[[ Data provided open ]]
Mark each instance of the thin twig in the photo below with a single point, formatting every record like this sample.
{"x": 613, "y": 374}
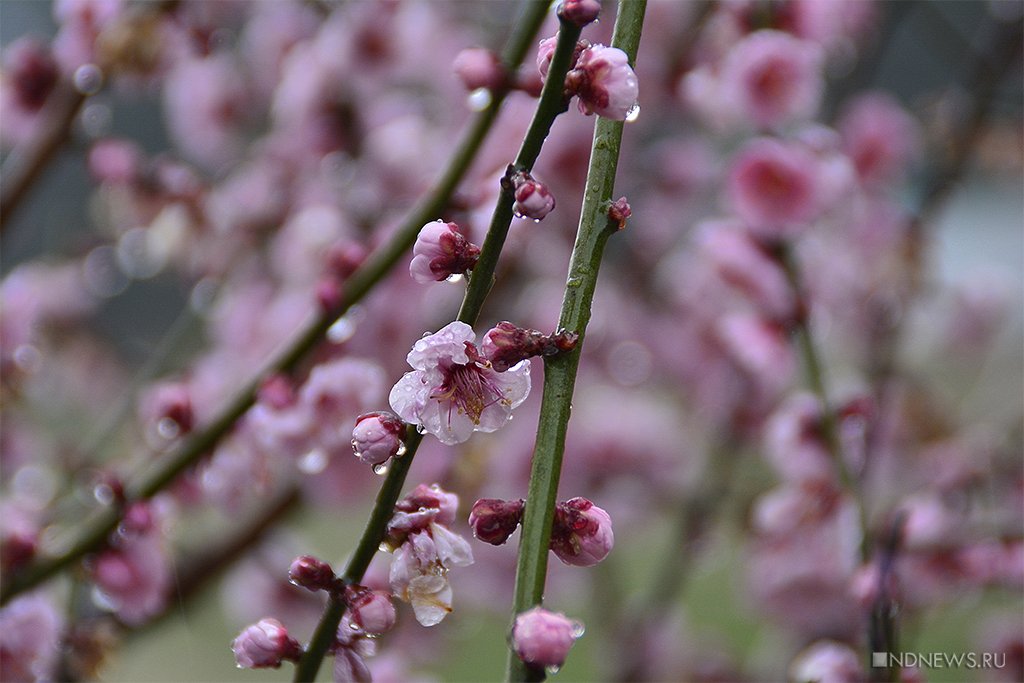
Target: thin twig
{"x": 560, "y": 371}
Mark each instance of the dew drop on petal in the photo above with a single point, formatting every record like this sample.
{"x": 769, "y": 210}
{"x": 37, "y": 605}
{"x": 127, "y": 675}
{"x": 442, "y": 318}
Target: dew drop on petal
{"x": 478, "y": 99}
{"x": 313, "y": 462}
{"x": 88, "y": 79}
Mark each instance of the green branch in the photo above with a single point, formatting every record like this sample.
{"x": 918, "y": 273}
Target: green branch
{"x": 94, "y": 531}
{"x": 560, "y": 371}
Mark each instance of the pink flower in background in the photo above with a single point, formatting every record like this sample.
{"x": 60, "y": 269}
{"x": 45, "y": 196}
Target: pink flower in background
{"x": 453, "y": 391}
{"x": 879, "y": 136}
{"x": 264, "y": 644}
{"x": 773, "y": 188}
{"x": 543, "y": 638}
{"x": 827, "y": 662}
{"x": 773, "y": 78}
{"x": 30, "y": 75}
{"x": 441, "y": 251}
{"x": 604, "y": 82}
{"x": 30, "y": 638}
{"x": 479, "y": 68}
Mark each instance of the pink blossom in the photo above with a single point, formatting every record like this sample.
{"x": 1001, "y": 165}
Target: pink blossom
{"x": 582, "y": 534}
{"x": 532, "y": 200}
{"x": 827, "y": 662}
{"x": 773, "y": 187}
{"x": 428, "y": 549}
{"x": 773, "y": 78}
{"x": 378, "y": 436}
{"x": 441, "y": 251}
{"x": 604, "y": 82}
{"x": 542, "y": 638}
{"x": 30, "y": 75}
{"x": 264, "y": 644}
{"x": 479, "y": 68}
{"x": 744, "y": 264}
{"x": 134, "y": 579}
{"x": 453, "y": 391}
{"x": 30, "y": 638}
{"x": 880, "y": 136}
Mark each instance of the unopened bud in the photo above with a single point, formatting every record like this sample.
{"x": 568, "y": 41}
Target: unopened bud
{"x": 441, "y": 251}
{"x": 378, "y": 436}
{"x": 265, "y": 644}
{"x": 582, "y": 532}
{"x": 479, "y": 68}
{"x": 494, "y": 520}
{"x": 580, "y": 12}
{"x": 532, "y": 200}
{"x": 311, "y": 573}
{"x": 620, "y": 211}
{"x": 505, "y": 344}
{"x": 542, "y": 638}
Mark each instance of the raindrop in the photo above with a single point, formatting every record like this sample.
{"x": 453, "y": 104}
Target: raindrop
{"x": 102, "y": 600}
{"x": 313, "y": 462}
{"x": 88, "y": 79}
{"x": 168, "y": 428}
{"x": 478, "y": 99}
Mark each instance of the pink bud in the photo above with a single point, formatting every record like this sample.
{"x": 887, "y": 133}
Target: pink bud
{"x": 311, "y": 573}
{"x": 532, "y": 200}
{"x": 440, "y": 251}
{"x": 773, "y": 187}
{"x": 545, "y": 52}
{"x": 378, "y": 436}
{"x": 582, "y": 532}
{"x": 505, "y": 344}
{"x": 374, "y": 612}
{"x": 479, "y": 68}
{"x": 604, "y": 82}
{"x": 494, "y": 520}
{"x": 580, "y": 12}
{"x": 264, "y": 644}
{"x": 542, "y": 638}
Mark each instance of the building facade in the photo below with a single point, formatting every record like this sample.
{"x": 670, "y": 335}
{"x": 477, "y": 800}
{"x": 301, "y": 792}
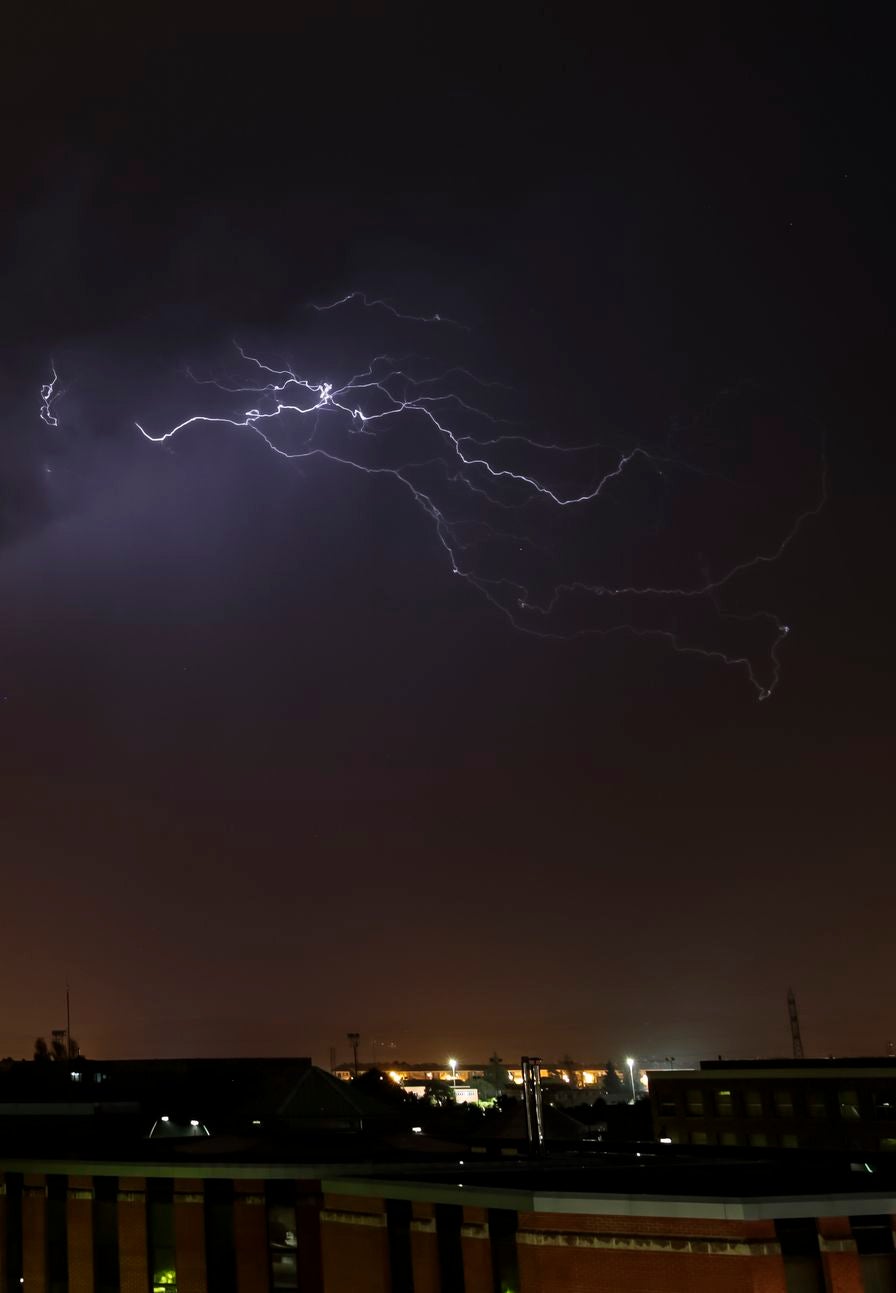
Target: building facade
{"x": 217, "y": 1227}
{"x": 810, "y": 1104}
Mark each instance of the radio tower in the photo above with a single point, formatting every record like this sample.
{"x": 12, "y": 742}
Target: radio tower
{"x": 794, "y": 1024}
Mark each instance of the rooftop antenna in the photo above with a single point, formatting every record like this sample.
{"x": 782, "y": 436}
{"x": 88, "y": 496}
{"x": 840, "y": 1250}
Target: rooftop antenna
{"x": 794, "y": 1024}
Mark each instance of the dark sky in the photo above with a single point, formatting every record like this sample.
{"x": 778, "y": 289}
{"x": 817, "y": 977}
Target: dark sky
{"x": 269, "y": 771}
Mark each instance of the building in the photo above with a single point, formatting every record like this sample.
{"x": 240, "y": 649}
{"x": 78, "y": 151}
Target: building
{"x": 808, "y": 1103}
{"x": 438, "y": 1071}
{"x": 225, "y": 1218}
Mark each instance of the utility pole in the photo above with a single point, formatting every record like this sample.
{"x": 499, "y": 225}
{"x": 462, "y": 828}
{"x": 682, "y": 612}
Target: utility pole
[[ Data provided closed ]]
▶ [Instructions for the task]
Only a number is expected: how many lines of the data include the string "utility".

▶ [Written solution]
2